Exercise brief:
Convert every line of the data below into a JSON list of strings, one string per line, omitting any blank lines.

Material provided:

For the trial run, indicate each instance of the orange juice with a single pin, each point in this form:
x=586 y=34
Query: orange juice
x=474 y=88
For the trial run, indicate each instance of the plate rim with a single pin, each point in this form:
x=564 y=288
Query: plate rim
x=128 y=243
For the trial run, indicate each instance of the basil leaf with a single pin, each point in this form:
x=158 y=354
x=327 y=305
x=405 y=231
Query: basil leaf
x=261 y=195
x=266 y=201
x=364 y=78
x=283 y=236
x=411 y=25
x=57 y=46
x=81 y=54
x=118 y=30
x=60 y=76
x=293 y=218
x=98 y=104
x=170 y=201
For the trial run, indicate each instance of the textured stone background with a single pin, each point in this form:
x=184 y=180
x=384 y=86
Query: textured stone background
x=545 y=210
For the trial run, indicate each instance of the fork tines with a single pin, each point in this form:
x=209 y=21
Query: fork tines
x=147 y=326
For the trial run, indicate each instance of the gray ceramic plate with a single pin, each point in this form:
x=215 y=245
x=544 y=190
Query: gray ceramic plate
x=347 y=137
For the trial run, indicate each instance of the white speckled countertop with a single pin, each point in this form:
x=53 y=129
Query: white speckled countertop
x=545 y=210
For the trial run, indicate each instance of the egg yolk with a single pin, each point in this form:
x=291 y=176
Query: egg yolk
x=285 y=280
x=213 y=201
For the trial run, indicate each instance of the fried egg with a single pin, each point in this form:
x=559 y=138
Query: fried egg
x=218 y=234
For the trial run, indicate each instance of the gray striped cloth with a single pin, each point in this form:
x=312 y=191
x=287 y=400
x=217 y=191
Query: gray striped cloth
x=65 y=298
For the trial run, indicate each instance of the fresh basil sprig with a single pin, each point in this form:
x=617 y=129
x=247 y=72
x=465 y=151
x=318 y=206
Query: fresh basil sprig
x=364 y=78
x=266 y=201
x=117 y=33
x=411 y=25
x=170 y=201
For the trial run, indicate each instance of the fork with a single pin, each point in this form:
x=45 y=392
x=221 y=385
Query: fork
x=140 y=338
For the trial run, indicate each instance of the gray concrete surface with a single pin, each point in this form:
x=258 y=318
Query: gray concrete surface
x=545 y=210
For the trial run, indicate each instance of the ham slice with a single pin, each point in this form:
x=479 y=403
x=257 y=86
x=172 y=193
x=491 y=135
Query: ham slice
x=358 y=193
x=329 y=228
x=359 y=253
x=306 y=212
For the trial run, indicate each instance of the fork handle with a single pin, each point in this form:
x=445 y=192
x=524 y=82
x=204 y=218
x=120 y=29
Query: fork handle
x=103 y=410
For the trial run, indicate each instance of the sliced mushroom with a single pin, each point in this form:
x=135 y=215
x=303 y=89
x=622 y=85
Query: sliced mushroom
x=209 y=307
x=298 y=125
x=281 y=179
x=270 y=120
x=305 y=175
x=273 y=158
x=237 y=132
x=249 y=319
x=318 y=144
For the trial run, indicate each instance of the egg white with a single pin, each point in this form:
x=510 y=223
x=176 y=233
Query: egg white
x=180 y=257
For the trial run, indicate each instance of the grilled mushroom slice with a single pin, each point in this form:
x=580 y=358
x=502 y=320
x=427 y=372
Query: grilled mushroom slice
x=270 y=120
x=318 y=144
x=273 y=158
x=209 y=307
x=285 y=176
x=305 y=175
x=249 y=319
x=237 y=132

Task answer:
[
  "For the trial run, indicate each instance of the orange juice with a single pin, each point in this form:",
  "x=586 y=34",
  "Query: orange juice",
  "x=474 y=88",
  "For the trial run, indicate each instance of the plate rim with a single pin, each point in this form:",
  "x=564 y=288",
  "Query: plate rim",
  "x=128 y=243",
  "For the trial run, indicate each instance of the basil leaf with a single pin, each point in this form:",
  "x=158 y=354",
  "x=327 y=305",
  "x=405 y=231",
  "Query: basil leaf",
  "x=261 y=195",
  "x=266 y=201",
  "x=364 y=78",
  "x=283 y=236",
  "x=411 y=25",
  "x=57 y=46",
  "x=81 y=54",
  "x=118 y=30",
  "x=60 y=76",
  "x=293 y=218",
  "x=98 y=104",
  "x=170 y=201",
  "For the trial run, indicate each instance of the textured stone background with a single pin, each point in this form:",
  "x=184 y=180",
  "x=384 y=86",
  "Query: textured stone background",
  "x=545 y=210",
  "For the trial run, indicate each instance of the fork tines with a single pin, each point in this form:",
  "x=209 y=21",
  "Query: fork tines",
  "x=147 y=326",
  "For the trial run, indicate each instance of the gray ceramic plate with a single pin, each point in this form:",
  "x=215 y=245",
  "x=544 y=190",
  "Query: gray ceramic plate",
  "x=347 y=137",
  "For the trial run, indicate each instance of the white speckled countertop with a single pin, each point in this form:",
  "x=53 y=129",
  "Query: white speckled countertop",
  "x=545 y=210",
  "For the trial run, indicate each instance of the egg yolk with a single pin, each point in this form:",
  "x=291 y=176",
  "Query: egg yolk",
  "x=285 y=280",
  "x=213 y=201",
  "For the trial run, indicate each instance of the fried egg with a single pin, each point in this form:",
  "x=559 y=138",
  "Query: fried egg",
  "x=218 y=234",
  "For the trial run, indicate each instance of the gray striped cloth with a single pin, each point in this form:",
  "x=312 y=191",
  "x=287 y=400",
  "x=217 y=191",
  "Query: gray striped cloth",
  "x=65 y=298",
  "For the trial run, indicate each instance of the fresh basil sprig with a single pin, each point in this form:",
  "x=617 y=129",
  "x=247 y=72",
  "x=465 y=151",
  "x=318 y=206",
  "Query: fresh basil sprig",
  "x=364 y=78",
  "x=266 y=201",
  "x=117 y=33",
  "x=411 y=25",
  "x=170 y=201",
  "For the trial run, indicate each instance of the fork with a single pin, each point in this form:",
  "x=45 y=392",
  "x=221 y=385",
  "Query: fork",
  "x=140 y=338",
  "For the trial run, indicate each instance of the gray concrete surface with a single pin, each point in this form:",
  "x=258 y=318",
  "Query: gray concrete surface",
  "x=545 y=210",
  "For the trial run, indicate each instance of the ham slice with a single pin, each point in this form:",
  "x=479 y=403",
  "x=257 y=86",
  "x=172 y=193",
  "x=491 y=135",
  "Query: ham slice",
  "x=358 y=193",
  "x=329 y=228",
  "x=359 y=253",
  "x=306 y=212",
  "For the trial run, indicate each instance of the fork handle with a single pin, each point in this form:",
  "x=445 y=192",
  "x=524 y=82",
  "x=204 y=218",
  "x=120 y=29",
  "Query: fork handle",
  "x=103 y=410",
  "For the trial run, indicate each instance of the sliced mushroom with a single pin, each point in this form:",
  "x=135 y=215",
  "x=303 y=89",
  "x=622 y=85",
  "Query: sliced mushroom",
  "x=209 y=307",
  "x=298 y=125",
  "x=281 y=179",
  "x=270 y=120",
  "x=305 y=175",
  "x=273 y=158",
  "x=237 y=132",
  "x=249 y=319",
  "x=318 y=144",
  "For the trial run, indicate each instance of the egg white with a single pin, each point in this form:",
  "x=510 y=223",
  "x=176 y=233",
  "Query: egg white",
  "x=180 y=257",
  "For the trial run, indicate each instance of the grilled mushroom slice with a single pin, each point in this form:",
  "x=580 y=358",
  "x=502 y=320",
  "x=427 y=372",
  "Query: grilled mushroom slice",
  "x=270 y=120",
  "x=318 y=144",
  "x=273 y=158",
  "x=209 y=307",
  "x=285 y=176",
  "x=305 y=175",
  "x=249 y=319",
  "x=237 y=132"
]